▸ TO DO
Make an exact copy of the lines from the one holding "object | ear" through the end of the entries below, both ends kept, and of nothing else. Exclude pictures.

*** Opening of DATASET RECORDS ***

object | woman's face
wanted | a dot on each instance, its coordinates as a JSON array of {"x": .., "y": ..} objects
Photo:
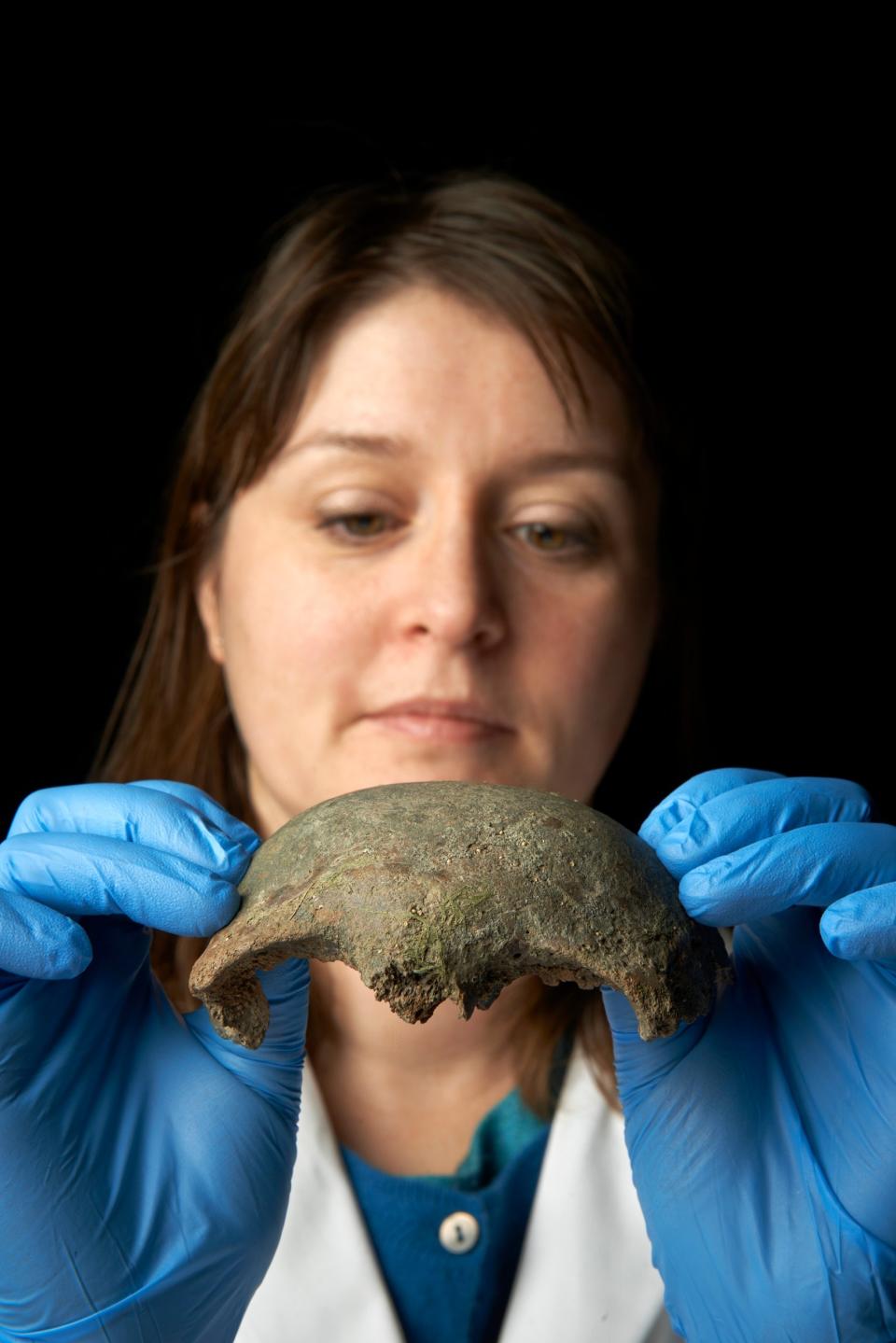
[{"x": 479, "y": 551}]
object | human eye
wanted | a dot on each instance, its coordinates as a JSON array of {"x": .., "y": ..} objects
[
  {"x": 556, "y": 535},
  {"x": 333, "y": 523}
]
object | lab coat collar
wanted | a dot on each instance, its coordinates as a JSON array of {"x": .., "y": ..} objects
[{"x": 584, "y": 1271}]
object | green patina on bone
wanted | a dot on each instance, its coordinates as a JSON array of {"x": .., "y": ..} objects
[{"x": 450, "y": 889}]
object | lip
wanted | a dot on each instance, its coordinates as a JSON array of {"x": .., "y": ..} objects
[{"x": 465, "y": 710}]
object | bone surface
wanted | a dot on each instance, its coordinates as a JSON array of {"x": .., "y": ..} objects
[{"x": 452, "y": 890}]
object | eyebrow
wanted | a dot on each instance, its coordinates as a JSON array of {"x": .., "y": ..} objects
[{"x": 394, "y": 445}]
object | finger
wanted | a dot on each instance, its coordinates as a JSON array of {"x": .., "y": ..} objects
[
  {"x": 862, "y": 926},
  {"x": 274, "y": 1068},
  {"x": 38, "y": 943},
  {"x": 639, "y": 1062},
  {"x": 217, "y": 817},
  {"x": 91, "y": 874},
  {"x": 757, "y": 810},
  {"x": 694, "y": 792},
  {"x": 814, "y": 865},
  {"x": 176, "y": 819}
]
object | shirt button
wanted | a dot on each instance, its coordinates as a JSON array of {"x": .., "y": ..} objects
[{"x": 458, "y": 1233}]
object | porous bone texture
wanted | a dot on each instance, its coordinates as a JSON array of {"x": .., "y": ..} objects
[{"x": 452, "y": 889}]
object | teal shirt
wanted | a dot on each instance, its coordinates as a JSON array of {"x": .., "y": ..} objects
[{"x": 442, "y": 1296}]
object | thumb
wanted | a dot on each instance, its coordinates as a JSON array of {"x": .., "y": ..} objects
[
  {"x": 642, "y": 1062},
  {"x": 274, "y": 1070}
]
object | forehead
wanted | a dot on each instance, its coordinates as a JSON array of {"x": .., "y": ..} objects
[{"x": 430, "y": 354}]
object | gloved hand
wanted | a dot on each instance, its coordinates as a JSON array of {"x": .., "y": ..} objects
[
  {"x": 763, "y": 1135},
  {"x": 144, "y": 1162}
]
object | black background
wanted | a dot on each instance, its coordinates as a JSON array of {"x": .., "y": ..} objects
[{"x": 761, "y": 231}]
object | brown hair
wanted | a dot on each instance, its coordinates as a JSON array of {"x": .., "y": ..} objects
[{"x": 503, "y": 246}]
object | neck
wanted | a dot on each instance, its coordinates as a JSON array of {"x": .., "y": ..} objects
[{"x": 361, "y": 1033}]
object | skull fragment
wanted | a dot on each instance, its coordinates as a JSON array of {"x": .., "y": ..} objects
[{"x": 452, "y": 889}]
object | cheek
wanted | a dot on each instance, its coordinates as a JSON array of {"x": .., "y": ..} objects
[{"x": 281, "y": 624}]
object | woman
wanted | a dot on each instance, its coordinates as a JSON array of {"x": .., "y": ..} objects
[{"x": 416, "y": 535}]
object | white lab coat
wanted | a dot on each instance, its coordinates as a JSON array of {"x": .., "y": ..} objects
[{"x": 584, "y": 1269}]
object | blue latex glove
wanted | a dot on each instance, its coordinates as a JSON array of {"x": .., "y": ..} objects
[
  {"x": 144, "y": 1162},
  {"x": 763, "y": 1135}
]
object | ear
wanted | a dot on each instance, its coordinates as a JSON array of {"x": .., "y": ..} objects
[{"x": 207, "y": 594}]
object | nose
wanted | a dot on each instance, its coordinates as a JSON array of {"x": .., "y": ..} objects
[{"x": 450, "y": 583}]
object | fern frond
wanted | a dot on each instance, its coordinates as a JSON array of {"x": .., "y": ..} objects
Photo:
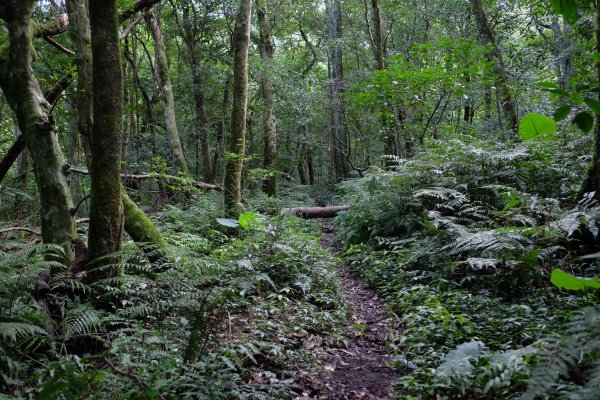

*** Close of DATASET RECORDS ***

▸ ANSWER AREA
object | ear
wanted | a dot on each instance, its coordinates as a JSON array of {"x": .., "y": ..} objects
[{"x": 207, "y": 594}]
object | nose
wanted | a dot on each instance, its coordinates as a JSON array of {"x": .., "y": ..} objects
[{"x": 450, "y": 583}]
object | fern frond
wanted | a dot on each instance, its coordinates as a JSON array of {"x": .., "y": ..} objects
Photo:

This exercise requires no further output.